WORK TO COMPLETE
Whatever the data contains, copy all of it exactly.

Saved entries
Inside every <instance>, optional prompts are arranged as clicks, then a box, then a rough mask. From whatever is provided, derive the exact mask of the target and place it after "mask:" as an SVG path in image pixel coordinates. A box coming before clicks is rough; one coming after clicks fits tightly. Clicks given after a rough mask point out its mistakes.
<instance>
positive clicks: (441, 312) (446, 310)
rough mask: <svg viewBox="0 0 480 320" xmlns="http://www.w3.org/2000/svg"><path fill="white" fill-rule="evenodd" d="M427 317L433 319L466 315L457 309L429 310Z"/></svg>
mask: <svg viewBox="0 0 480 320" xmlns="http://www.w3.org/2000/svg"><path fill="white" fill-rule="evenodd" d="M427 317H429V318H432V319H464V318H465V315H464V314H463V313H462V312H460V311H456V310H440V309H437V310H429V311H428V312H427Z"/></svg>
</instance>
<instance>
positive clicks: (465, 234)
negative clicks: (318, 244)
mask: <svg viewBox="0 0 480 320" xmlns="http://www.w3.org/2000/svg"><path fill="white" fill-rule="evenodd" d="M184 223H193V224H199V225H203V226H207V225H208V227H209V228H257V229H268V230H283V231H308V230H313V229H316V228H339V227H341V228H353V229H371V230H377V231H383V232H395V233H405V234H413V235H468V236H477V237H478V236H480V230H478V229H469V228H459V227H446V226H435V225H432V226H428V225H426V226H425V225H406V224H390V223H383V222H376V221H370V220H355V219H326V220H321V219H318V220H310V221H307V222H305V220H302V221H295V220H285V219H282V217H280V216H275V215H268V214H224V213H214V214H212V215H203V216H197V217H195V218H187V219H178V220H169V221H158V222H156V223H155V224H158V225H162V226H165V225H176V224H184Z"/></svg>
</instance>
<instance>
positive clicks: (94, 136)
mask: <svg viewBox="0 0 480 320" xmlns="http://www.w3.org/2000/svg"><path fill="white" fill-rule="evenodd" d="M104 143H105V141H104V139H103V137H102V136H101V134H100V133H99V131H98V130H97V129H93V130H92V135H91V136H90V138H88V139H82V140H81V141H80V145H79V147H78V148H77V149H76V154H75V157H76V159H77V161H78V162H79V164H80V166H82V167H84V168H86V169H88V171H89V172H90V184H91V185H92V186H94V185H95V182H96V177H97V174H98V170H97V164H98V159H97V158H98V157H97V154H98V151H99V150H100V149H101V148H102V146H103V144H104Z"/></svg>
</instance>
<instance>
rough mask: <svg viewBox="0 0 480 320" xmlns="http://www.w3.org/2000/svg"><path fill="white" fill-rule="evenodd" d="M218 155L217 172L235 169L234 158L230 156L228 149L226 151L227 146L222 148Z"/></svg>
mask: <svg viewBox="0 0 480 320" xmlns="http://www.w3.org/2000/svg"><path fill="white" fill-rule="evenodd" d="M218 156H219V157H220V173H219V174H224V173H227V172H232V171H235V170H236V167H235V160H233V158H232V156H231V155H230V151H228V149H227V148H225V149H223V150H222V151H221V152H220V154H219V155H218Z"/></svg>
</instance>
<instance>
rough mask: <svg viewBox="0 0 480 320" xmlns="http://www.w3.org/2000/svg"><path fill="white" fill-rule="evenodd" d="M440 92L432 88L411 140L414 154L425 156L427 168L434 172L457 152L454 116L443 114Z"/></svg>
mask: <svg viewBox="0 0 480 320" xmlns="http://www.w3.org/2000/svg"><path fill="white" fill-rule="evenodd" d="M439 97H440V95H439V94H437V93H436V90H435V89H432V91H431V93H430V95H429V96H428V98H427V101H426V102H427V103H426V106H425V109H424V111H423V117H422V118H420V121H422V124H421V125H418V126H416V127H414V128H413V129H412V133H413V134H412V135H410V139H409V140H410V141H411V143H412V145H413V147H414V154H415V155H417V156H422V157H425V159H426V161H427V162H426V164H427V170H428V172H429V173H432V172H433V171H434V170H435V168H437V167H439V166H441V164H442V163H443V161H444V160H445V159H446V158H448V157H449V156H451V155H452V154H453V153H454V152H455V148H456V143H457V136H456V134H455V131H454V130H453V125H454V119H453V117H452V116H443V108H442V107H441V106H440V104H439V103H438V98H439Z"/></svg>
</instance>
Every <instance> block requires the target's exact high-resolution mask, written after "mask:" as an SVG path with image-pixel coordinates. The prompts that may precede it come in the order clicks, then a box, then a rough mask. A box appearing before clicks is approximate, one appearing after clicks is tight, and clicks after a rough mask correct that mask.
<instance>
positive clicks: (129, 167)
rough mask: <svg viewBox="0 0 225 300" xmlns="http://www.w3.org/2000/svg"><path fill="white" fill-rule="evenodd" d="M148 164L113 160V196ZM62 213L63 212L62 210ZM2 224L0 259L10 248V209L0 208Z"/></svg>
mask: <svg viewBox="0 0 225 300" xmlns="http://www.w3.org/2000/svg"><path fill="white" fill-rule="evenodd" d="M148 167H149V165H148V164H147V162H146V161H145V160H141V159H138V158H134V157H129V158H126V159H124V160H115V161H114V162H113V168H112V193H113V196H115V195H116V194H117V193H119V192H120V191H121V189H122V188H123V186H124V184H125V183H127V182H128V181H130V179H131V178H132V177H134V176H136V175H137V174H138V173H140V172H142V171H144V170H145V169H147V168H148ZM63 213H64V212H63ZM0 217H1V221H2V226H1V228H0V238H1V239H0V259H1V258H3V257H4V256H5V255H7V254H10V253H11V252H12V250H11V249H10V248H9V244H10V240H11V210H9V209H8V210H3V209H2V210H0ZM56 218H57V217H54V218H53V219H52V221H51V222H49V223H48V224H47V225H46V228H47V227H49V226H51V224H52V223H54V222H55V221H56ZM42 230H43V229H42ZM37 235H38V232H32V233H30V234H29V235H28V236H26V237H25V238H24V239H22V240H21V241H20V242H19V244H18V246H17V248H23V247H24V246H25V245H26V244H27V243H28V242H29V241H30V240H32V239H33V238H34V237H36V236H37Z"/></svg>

RESPONSE TO THIS EXERCISE
Inside every <instance>, optional prompts are arranged as clicks, then a box, then a rough mask. From whatever is provided, derive the exact mask of the target and place it after "mask:" as an SVG path in image pixel coordinates. A box coming before clicks is rough; one coming after clicks fits tightly. Clicks given after a rough mask point out its mistakes.
<instance>
positive clicks: (441, 312) (446, 310)
rough mask: <svg viewBox="0 0 480 320" xmlns="http://www.w3.org/2000/svg"><path fill="white" fill-rule="evenodd" d="M427 317L433 319L466 315L457 309L429 310Z"/></svg>
mask: <svg viewBox="0 0 480 320" xmlns="http://www.w3.org/2000/svg"><path fill="white" fill-rule="evenodd" d="M427 317H429V318H432V319H464V318H465V315H464V314H463V313H462V312H460V311H456V310H440V309H437V310H429V311H428V312H427Z"/></svg>
</instance>
<instance>
positive clicks: (465, 234)
negative clicks: (318, 244)
mask: <svg viewBox="0 0 480 320" xmlns="http://www.w3.org/2000/svg"><path fill="white" fill-rule="evenodd" d="M184 223H193V224H199V225H203V226H207V225H208V227H209V228H257V229H268V230H283V231H308V230H313V229H316V228H339V227H341V228H353V229H371V230H377V231H383V232H395V233H405V234H413V235H468V236H477V237H478V236H480V230H478V229H469V228H459V227H446V226H435V225H432V226H428V225H426V226H425V225H406V224H390V223H383V222H376V221H370V220H355V219H326V220H321V219H318V220H310V221H307V222H305V220H302V221H295V220H285V219H282V217H280V216H275V215H268V214H224V213H214V214H212V215H203V216H197V217H195V218H187V219H178V220H169V221H158V222H156V223H155V224H158V225H162V226H165V225H176V224H184Z"/></svg>
</instance>
<instance>
positive clicks: (94, 136)
mask: <svg viewBox="0 0 480 320" xmlns="http://www.w3.org/2000/svg"><path fill="white" fill-rule="evenodd" d="M104 143H105V141H104V139H103V137H102V136H101V134H100V133H99V131H98V130H97V129H93V130H92V135H91V136H90V138H88V139H82V140H81V141H80V145H79V147H78V148H77V149H76V154H75V157H76V159H77V161H78V162H79V164H80V166H82V167H84V168H86V169H88V171H89V172H90V184H91V185H92V186H94V185H95V182H96V177H97V174H98V170H97V164H98V159H97V158H98V157H97V154H98V151H99V150H100V149H101V148H102V146H103V144H104Z"/></svg>
</instance>
<instance>
rough mask: <svg viewBox="0 0 480 320" xmlns="http://www.w3.org/2000/svg"><path fill="white" fill-rule="evenodd" d="M218 155L217 172L235 169L234 158L230 156L228 149L226 151L227 146L222 148Z"/></svg>
mask: <svg viewBox="0 0 480 320" xmlns="http://www.w3.org/2000/svg"><path fill="white" fill-rule="evenodd" d="M218 156H219V157H220V173H219V174H224V173H227V172H232V171H235V170H236V167H235V160H233V158H232V156H231V155H230V151H228V149H227V148H225V149H223V150H222V151H221V152H220V154H219V155H218Z"/></svg>
</instance>
<instance>
rough mask: <svg viewBox="0 0 480 320" xmlns="http://www.w3.org/2000/svg"><path fill="white" fill-rule="evenodd" d="M440 92L432 88L411 140L414 154L425 156L427 168L434 172L457 152L454 116L443 114Z"/></svg>
mask: <svg viewBox="0 0 480 320" xmlns="http://www.w3.org/2000/svg"><path fill="white" fill-rule="evenodd" d="M439 97H440V95H439V94H437V93H436V90H435V89H432V91H431V93H430V95H429V96H428V98H427V101H426V102H427V103H426V106H425V109H424V111H423V117H422V118H420V121H422V124H421V125H418V126H416V127H414V128H413V129H412V133H413V134H412V135H410V139H409V140H410V141H411V143H412V145H413V147H414V154H415V155H417V156H422V157H425V159H426V161H427V162H426V164H427V170H428V172H429V173H432V172H433V171H434V170H435V168H437V167H439V166H441V164H442V163H443V161H444V160H445V159H446V158H448V157H449V156H451V155H452V154H453V153H454V152H455V148H456V143H457V136H456V134H455V131H454V130H453V125H454V119H453V117H452V116H443V108H442V107H441V106H440V104H439V103H438V98H439Z"/></svg>
</instance>
Every <instance> block requires the target's exact high-resolution mask, written after "mask:" as an SVG path with image-pixel coordinates. The prompts that may precede it come in the order clicks, then a box, then a rough mask. A box appearing before clicks is approximate, one appearing after clicks is tight, and clicks after a rough mask correct that mask.
<instance>
positive clicks: (129, 167)
rough mask: <svg viewBox="0 0 225 300" xmlns="http://www.w3.org/2000/svg"><path fill="white" fill-rule="evenodd" d="M148 164L113 160V196ZM62 213L63 212L62 210ZM2 224L0 259L10 248V209L0 208Z"/></svg>
mask: <svg viewBox="0 0 225 300" xmlns="http://www.w3.org/2000/svg"><path fill="white" fill-rule="evenodd" d="M148 167H149V165H148V164H147V162H146V161H145V160H141V159H138V158H134V157H129V158H126V159H124V160H115V161H114V162H113V168H112V193H113V196H115V195H116V194H117V193H119V192H120V191H121V189H122V188H123V186H124V184H125V183H127V182H128V181H130V179H131V178H132V177H134V176H136V175H137V174H138V173H140V172H142V171H144V170H145V169H147V168H148ZM63 213H64V212H63ZM0 217H1V221H2V226H1V228H0V238H1V239H0V259H1V258H3V257H4V256H5V255H7V254H10V253H11V252H12V250H11V249H10V248H9V244H10V240H11V210H9V209H8V210H3V209H2V210H0ZM56 218H57V217H54V218H53V219H52V221H51V222H49V223H48V224H47V225H46V228H47V227H49V226H51V224H52V223H54V222H55V221H56ZM42 230H43V229H42ZM37 235H38V232H32V233H30V234H29V235H28V236H26V237H25V238H24V239H22V240H21V241H20V242H19V244H18V246H17V248H23V247H24V246H25V245H26V244H27V243H28V242H29V241H30V240H32V239H33V238H34V237H36V236H37Z"/></svg>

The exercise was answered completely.